Written exercise: Rewrite the part that opens with the line containing "the door casing" and closes with the line containing "column 70, row 80", switching "pick planner" to "grasp planner" and leaving everything else as it is.

Excerpts from a point labeling dataset:
--- BEGIN ---
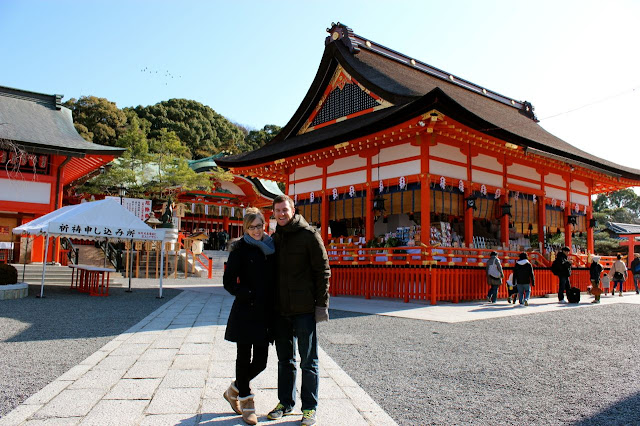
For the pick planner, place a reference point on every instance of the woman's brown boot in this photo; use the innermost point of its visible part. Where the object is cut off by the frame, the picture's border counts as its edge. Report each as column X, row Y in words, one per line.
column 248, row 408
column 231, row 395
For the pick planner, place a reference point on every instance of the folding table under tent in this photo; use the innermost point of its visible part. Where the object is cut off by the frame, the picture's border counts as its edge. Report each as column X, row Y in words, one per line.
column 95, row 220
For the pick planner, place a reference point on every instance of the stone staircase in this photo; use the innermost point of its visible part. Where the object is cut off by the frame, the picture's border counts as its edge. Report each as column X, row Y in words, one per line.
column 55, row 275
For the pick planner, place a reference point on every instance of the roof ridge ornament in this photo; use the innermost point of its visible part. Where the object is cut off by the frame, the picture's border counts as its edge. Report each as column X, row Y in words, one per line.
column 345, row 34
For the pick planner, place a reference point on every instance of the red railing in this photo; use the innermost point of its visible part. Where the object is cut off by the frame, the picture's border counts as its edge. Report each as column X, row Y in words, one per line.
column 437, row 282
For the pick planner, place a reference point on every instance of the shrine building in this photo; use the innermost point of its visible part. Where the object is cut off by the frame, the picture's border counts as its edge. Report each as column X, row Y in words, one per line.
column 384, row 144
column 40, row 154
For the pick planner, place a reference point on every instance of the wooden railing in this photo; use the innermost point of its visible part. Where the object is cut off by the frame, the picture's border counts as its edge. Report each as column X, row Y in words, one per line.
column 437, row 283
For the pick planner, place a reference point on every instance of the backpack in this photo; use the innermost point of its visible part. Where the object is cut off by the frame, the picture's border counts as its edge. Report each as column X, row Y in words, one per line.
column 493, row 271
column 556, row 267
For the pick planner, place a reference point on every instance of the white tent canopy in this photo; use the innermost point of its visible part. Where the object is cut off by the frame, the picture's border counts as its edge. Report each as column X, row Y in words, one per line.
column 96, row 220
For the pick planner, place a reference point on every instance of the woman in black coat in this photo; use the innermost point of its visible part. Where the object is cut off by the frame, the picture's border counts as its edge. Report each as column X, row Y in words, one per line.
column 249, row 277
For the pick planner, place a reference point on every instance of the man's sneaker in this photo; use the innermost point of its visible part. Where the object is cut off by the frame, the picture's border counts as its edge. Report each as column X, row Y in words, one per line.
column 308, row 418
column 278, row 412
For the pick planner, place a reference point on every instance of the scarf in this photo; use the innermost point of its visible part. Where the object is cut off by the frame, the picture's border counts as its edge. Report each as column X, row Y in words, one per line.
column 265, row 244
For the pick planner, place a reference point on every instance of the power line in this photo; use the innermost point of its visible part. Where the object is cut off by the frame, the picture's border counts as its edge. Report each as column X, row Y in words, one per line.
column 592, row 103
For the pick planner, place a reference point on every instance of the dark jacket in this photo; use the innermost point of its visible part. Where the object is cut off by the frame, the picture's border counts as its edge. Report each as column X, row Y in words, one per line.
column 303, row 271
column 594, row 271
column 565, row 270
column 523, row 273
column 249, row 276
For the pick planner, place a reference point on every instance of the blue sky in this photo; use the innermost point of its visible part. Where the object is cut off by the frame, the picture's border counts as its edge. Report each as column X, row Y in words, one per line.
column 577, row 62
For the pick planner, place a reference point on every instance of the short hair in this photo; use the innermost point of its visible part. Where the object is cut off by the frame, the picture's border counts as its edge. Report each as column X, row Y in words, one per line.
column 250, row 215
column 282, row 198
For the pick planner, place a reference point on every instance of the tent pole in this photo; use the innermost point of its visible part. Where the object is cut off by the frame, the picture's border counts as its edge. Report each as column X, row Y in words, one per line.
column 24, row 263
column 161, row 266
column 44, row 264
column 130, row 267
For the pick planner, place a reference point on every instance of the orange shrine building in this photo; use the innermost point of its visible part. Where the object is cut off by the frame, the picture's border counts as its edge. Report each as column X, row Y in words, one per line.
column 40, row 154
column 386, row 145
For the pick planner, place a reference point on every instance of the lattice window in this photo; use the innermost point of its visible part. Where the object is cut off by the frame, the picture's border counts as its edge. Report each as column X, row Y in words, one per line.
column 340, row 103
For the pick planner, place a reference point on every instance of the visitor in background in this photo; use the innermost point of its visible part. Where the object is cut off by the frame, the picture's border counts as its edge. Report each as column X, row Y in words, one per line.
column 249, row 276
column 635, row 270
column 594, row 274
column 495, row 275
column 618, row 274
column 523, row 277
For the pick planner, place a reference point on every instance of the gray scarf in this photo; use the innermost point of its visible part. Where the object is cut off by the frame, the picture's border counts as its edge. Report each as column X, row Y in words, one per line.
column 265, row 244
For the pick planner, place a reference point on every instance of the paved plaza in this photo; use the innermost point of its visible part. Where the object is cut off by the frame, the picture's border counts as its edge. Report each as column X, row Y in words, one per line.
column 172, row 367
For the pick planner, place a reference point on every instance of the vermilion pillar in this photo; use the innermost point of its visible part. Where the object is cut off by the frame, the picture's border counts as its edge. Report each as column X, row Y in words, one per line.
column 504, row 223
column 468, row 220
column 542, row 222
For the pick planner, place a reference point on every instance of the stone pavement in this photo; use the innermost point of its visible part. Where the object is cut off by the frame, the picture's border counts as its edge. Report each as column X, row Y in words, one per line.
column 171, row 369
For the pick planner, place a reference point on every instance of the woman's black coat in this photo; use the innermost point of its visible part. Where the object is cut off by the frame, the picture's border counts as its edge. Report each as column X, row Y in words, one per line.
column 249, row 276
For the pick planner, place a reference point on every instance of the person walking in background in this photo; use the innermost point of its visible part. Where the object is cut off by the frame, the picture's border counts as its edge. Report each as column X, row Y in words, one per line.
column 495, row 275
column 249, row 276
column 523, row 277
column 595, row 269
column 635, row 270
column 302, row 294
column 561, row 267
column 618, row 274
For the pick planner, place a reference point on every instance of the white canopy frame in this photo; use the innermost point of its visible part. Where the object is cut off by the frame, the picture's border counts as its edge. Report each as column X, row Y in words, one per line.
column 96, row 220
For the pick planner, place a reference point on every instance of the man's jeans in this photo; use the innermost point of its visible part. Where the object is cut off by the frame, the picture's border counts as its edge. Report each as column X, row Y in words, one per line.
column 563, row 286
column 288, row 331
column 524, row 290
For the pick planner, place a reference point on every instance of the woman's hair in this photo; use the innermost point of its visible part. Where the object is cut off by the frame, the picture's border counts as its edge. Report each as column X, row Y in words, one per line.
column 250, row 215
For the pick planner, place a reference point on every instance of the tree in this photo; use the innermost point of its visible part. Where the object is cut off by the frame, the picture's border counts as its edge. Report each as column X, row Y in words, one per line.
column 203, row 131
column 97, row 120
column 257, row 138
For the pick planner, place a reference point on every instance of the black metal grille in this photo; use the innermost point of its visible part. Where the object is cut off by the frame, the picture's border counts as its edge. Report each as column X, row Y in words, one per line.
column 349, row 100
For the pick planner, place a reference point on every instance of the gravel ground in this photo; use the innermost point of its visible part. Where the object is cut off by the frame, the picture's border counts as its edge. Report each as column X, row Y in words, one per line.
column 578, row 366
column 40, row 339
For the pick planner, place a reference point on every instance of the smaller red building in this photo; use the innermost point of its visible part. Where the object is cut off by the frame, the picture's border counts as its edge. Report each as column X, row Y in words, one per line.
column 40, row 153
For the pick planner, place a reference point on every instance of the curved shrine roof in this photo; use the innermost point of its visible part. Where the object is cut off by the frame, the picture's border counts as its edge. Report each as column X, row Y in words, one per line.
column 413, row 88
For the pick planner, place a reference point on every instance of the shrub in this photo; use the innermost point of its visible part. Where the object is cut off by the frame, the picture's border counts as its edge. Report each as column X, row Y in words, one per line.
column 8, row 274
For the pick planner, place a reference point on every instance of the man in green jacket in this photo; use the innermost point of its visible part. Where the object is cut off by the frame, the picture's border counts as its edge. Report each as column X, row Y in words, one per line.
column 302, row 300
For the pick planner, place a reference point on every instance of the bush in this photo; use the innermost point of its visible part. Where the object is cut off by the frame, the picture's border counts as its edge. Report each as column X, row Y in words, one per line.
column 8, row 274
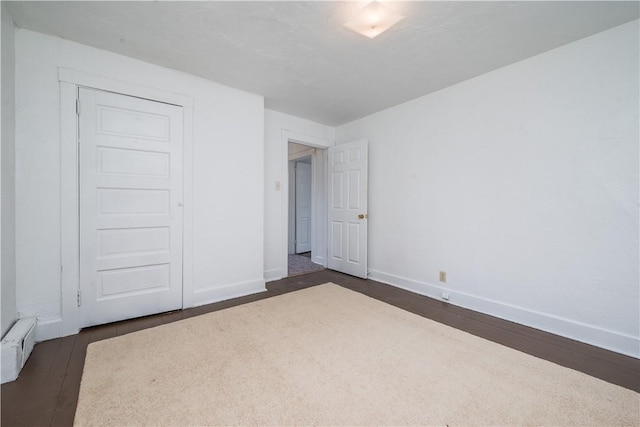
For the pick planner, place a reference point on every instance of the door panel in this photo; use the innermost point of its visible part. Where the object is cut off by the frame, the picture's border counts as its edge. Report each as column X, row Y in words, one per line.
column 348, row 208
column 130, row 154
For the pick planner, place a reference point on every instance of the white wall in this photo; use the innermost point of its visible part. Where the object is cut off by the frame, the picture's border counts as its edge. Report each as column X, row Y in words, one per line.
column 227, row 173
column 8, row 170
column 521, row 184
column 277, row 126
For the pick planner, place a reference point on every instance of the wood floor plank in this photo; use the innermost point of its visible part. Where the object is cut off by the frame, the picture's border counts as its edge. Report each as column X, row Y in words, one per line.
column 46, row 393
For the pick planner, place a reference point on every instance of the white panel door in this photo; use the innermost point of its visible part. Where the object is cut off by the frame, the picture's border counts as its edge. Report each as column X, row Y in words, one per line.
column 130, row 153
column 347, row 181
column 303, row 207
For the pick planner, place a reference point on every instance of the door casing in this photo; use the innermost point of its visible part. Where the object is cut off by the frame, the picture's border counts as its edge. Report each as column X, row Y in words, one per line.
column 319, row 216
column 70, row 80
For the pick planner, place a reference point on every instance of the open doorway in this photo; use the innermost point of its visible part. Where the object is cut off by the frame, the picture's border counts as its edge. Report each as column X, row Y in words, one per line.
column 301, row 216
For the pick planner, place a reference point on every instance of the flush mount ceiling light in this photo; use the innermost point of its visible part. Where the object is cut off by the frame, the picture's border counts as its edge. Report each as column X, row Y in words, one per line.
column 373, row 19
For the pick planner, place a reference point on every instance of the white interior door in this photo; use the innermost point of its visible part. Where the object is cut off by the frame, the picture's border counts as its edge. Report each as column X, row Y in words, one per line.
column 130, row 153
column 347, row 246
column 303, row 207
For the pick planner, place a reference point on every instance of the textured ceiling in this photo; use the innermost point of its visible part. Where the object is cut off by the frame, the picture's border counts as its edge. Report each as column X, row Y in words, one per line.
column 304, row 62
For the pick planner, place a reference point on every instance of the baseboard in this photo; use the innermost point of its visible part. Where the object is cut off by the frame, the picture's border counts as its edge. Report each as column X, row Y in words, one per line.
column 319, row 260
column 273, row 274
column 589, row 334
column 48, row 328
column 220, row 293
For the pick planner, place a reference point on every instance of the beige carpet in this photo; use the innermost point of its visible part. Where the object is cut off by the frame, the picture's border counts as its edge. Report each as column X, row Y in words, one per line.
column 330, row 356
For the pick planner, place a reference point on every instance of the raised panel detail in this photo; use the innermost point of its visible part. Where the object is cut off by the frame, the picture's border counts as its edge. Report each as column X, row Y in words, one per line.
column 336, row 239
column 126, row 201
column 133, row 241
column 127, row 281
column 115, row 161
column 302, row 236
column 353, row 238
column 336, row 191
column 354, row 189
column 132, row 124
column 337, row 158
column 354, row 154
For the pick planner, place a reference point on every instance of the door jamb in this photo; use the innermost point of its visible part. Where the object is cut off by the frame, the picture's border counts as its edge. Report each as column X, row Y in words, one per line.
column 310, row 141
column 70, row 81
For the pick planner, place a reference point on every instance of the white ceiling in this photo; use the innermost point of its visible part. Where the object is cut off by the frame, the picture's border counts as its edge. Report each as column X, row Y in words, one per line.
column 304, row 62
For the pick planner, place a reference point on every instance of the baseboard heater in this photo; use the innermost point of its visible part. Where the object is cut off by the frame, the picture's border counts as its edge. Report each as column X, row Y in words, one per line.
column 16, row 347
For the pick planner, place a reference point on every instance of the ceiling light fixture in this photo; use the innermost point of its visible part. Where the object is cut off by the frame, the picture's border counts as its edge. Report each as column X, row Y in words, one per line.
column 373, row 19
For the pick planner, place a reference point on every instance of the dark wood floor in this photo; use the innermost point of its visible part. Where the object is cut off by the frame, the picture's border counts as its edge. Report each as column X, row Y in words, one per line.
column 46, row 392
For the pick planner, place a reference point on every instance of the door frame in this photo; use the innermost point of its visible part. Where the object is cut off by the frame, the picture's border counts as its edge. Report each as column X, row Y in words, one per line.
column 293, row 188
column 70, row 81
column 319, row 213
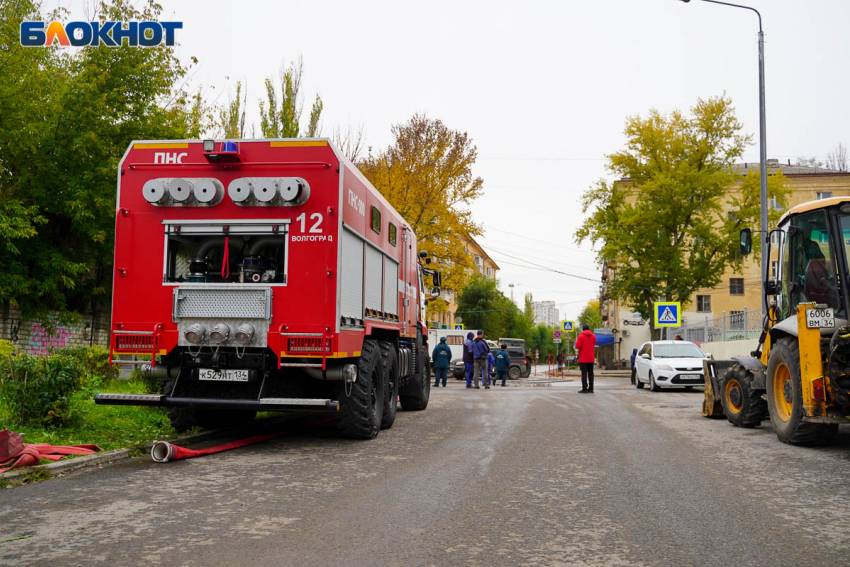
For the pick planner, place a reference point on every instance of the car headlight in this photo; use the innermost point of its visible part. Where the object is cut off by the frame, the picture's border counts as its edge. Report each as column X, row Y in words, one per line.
--- END ---
Answer below:
For the grasp planner, place a reference point on every instance of the door casing in this photo; use the innermost point of its visible part. Where the object is cut off by the frame, the picture's border counts as its edge. Report each as column X, row Y in words, one per line.
column 319, row 216
column 70, row 80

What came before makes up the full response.